Objective →
Turn every line of the rows below into a Markdown table with the columns No. and Line, numbering the lines in order and leaving out blank ones.

# Start of Entries shown

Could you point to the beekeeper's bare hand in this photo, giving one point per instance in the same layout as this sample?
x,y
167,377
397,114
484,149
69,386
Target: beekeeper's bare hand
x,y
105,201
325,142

# End of Entries shown

Task response →
| No. | Line |
|---|---|
| 1 | Could you point to the beekeeper's bare hand in this photo, giving one point per instance in the same layout as this sample? |
| 2 | x,y |
| 3 | 167,377 |
| 4 | 397,114 |
| 5 | 484,149 |
| 6 | 69,386 |
| 7 | Target: beekeeper's bare hand |
| 8 | x,y |
| 9 | 105,201 |
| 10 | 325,142 |